What is Impostor Syndrome ?
Tarun was 24 years old when he began his career as a stand-up comic. While being funny came easily to him, he attributed his rising popularity to luck and suffered from and intense feeling of foreboding that his peers, his growing audience and social media followers would find out that he was actually not that great a comedian and that he was an imposter.
“I genuinely felt that I was a misfit and a fraud and people would find out soon enough that I wasn’t actually funny!” Tarun regretfully recalls.
Within a year, he had self-sabotaged by quitting from what had promised to be an exceptionally bright career!
Tarun is not the first person to suffer from what is commonly known as impostor syndrome. It is estimated that nearly 70% of extremely capable and successful people worldwide suffer from this oft undiscussed condition of extreme self-doubt. This isn’t about someone else highlighting your potential weaknesses, but your own (mostly inaccurate) perception of yourself and your competence. It’s also to do with setting impossibly high standards for yourself!
While impostor syndrome is not necessarily a psychological issue, this intense, internalised and sometimes irrational self-doubt may require some work in correctly identifying and acknowledging one’s skills and level of efficiency.

> [MATERIAL SUPPLIED]:
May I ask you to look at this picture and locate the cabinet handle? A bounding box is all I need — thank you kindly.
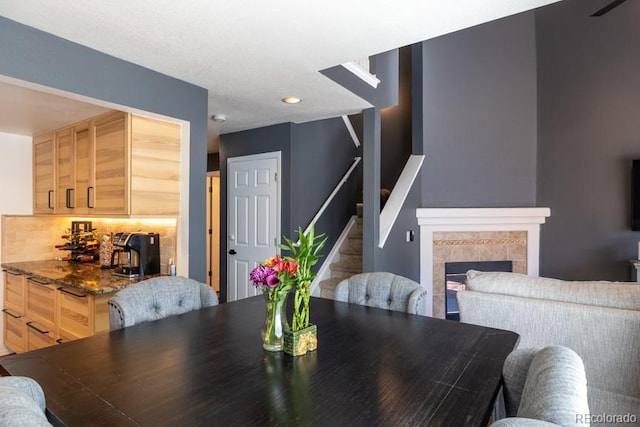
[66,188,75,209]
[2,308,22,319]
[87,187,95,209]
[27,322,49,335]
[27,277,51,285]
[58,288,87,298]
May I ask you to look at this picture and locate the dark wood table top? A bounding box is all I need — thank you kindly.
[0,296,518,427]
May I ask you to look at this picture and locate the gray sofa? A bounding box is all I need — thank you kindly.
[108,276,218,330]
[492,346,590,427]
[0,376,51,427]
[457,271,640,425]
[334,272,427,316]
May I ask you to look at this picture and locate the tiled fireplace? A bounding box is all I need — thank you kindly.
[416,208,550,318]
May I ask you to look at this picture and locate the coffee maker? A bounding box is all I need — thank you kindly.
[113,233,160,277]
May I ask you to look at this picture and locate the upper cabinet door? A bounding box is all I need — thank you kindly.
[90,111,129,215]
[33,132,56,214]
[55,128,76,214]
[73,122,95,214]
[130,115,181,216]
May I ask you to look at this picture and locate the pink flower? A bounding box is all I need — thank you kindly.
[265,273,280,289]
[249,265,277,288]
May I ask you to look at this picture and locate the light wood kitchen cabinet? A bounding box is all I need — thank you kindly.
[72,121,94,214]
[2,271,113,353]
[4,271,26,315]
[25,278,58,333]
[130,115,180,216]
[2,271,27,353]
[26,320,56,351]
[58,288,111,339]
[2,308,27,353]
[55,128,75,214]
[33,132,56,214]
[91,111,129,214]
[34,111,181,216]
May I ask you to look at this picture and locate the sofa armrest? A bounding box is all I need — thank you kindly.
[502,348,540,417]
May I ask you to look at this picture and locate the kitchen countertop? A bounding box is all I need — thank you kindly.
[2,260,148,294]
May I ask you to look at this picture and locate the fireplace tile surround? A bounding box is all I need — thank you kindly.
[416,208,551,318]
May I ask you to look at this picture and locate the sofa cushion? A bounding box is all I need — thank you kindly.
[518,346,589,426]
[466,270,640,311]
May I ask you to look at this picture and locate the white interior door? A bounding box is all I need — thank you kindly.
[227,152,280,301]
[207,172,220,293]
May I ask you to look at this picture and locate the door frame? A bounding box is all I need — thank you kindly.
[228,151,282,298]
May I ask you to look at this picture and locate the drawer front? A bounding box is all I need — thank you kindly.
[4,271,25,314]
[26,279,57,330]
[2,309,27,353]
[58,288,93,338]
[27,321,56,351]
[56,330,82,344]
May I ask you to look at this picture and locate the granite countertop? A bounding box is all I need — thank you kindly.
[2,260,145,294]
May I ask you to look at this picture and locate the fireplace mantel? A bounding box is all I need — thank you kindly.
[416,207,551,314]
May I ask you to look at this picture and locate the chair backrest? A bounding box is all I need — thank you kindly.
[335,272,427,315]
[109,276,218,330]
[0,376,51,427]
[494,346,589,427]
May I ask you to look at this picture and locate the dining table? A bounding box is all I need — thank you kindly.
[0,295,519,427]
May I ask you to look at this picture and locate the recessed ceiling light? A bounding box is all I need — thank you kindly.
[282,96,302,104]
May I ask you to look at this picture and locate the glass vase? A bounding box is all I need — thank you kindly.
[262,289,289,351]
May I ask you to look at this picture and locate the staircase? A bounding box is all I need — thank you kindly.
[320,204,362,299]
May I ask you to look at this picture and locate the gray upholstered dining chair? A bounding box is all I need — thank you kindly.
[0,376,51,427]
[108,276,218,330]
[334,272,427,316]
[492,346,590,427]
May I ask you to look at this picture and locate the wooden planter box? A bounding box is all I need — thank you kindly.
[283,325,318,356]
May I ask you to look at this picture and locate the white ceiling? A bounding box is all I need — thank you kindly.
[0,0,558,148]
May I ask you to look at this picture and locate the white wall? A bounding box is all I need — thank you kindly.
[0,132,33,354]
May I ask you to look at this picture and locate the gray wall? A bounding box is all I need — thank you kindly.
[536,0,640,280]
[220,118,359,301]
[422,12,537,207]
[292,118,362,247]
[375,47,423,281]
[0,17,208,281]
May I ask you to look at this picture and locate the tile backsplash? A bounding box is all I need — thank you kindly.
[2,215,178,272]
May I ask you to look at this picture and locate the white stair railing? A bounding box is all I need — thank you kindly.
[304,157,362,237]
[378,154,424,248]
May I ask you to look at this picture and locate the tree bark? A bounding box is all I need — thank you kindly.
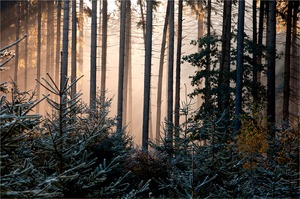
[218,0,232,113]
[290,1,300,126]
[23,1,29,91]
[90,0,97,114]
[234,0,245,132]
[55,0,61,93]
[101,0,107,103]
[142,0,153,151]
[252,0,258,106]
[282,1,293,129]
[267,0,276,138]
[174,0,183,146]
[155,1,170,145]
[36,0,42,113]
[71,0,77,97]
[166,0,174,152]
[14,1,21,82]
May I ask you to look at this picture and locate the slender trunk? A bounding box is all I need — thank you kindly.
[123,0,131,126]
[267,0,276,138]
[24,1,29,91]
[252,0,258,105]
[60,0,70,92]
[46,1,53,79]
[256,0,265,87]
[55,0,61,93]
[117,1,126,133]
[204,1,211,105]
[218,0,232,113]
[78,0,84,89]
[282,1,293,129]
[174,0,183,145]
[155,1,170,145]
[14,1,21,82]
[36,0,42,113]
[142,0,153,151]
[71,0,77,97]
[197,0,204,107]
[90,0,97,113]
[234,0,245,131]
[290,1,300,125]
[166,0,174,152]
[101,0,107,103]
[139,0,146,48]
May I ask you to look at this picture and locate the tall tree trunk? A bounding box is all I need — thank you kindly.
[142,0,153,151]
[218,0,232,115]
[46,1,54,80]
[290,1,300,125]
[78,0,84,89]
[138,0,146,48]
[123,0,132,132]
[90,0,97,112]
[234,0,245,131]
[204,1,211,107]
[155,1,170,145]
[23,1,29,91]
[282,1,293,129]
[197,0,204,107]
[60,0,70,91]
[267,0,276,138]
[55,0,61,94]
[36,0,42,113]
[117,1,126,132]
[166,0,174,152]
[174,0,183,146]
[71,0,77,96]
[123,0,131,126]
[256,0,265,90]
[14,1,21,82]
[252,0,258,105]
[101,0,107,103]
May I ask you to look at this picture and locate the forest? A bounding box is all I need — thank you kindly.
[0,0,300,198]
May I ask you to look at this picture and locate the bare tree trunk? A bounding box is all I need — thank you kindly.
[36,0,42,113]
[252,0,258,105]
[90,0,97,112]
[117,1,126,132]
[155,1,170,145]
[197,0,204,107]
[46,1,54,80]
[71,0,77,96]
[55,0,61,94]
[282,1,293,129]
[142,0,153,151]
[60,0,70,91]
[78,0,84,89]
[174,0,183,146]
[267,0,276,138]
[234,0,245,131]
[14,1,21,82]
[24,1,29,91]
[166,0,174,152]
[101,0,107,103]
[290,1,300,125]
[256,0,265,85]
[218,0,232,117]
[123,0,131,126]
[138,0,146,48]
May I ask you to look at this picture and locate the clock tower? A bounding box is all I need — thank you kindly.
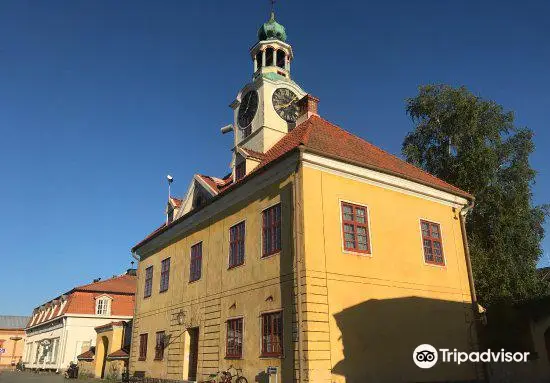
[230,12,306,179]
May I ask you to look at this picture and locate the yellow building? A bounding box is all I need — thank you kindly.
[77,321,132,380]
[130,10,480,383]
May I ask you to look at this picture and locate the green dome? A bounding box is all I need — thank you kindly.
[258,12,286,41]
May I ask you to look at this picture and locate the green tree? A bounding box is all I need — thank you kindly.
[402,85,549,306]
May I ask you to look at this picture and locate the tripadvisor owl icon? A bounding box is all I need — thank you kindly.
[413,344,437,368]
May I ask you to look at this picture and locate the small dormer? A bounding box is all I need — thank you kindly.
[166,197,183,223]
[232,147,265,182]
[95,294,113,316]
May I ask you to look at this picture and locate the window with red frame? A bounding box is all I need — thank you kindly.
[189,242,202,282]
[420,220,445,266]
[143,266,153,298]
[155,331,165,360]
[242,124,252,139]
[262,203,281,257]
[225,318,243,358]
[262,311,283,357]
[160,258,170,293]
[229,221,245,268]
[235,161,246,181]
[342,202,370,254]
[139,334,147,360]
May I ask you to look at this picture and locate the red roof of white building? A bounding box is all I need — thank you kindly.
[26,274,137,328]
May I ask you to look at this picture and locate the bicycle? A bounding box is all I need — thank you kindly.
[202,365,248,383]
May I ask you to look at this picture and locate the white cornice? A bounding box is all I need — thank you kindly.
[303,149,468,208]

> [REQUIRED TASKS]:
1. In the impostor syndrome passage, write out the stretch from "Tarun is not" through "level of efficiency." word for word.
2. Per the impostor syndrome passage, what share of extremely capable and successful people worldwide is estimated to suffer from this condition?

> [TASK RESPONSES]:
1.
Tarun is not the first person to suffer from what is commonly known as impostor syndrome. It is estimated that nearly 70% of extremely capable and successful people worldwide suffer from this oft undiscussed condition of extreme self-doubt. This isn’t about someone else highlighting your potential weaknesses, but your own (mostly inaccurate) perception of yourself and your competence. It’s also to do with setting impossibly high standards for yourself!
While impostor syndrome is not necessarily a psychological issue, this intense, internalised and sometimes irrational self-doubt may require some work in correctly identifying and acknowledging one’s skills and level of efficiency.

2. Nearly 70%.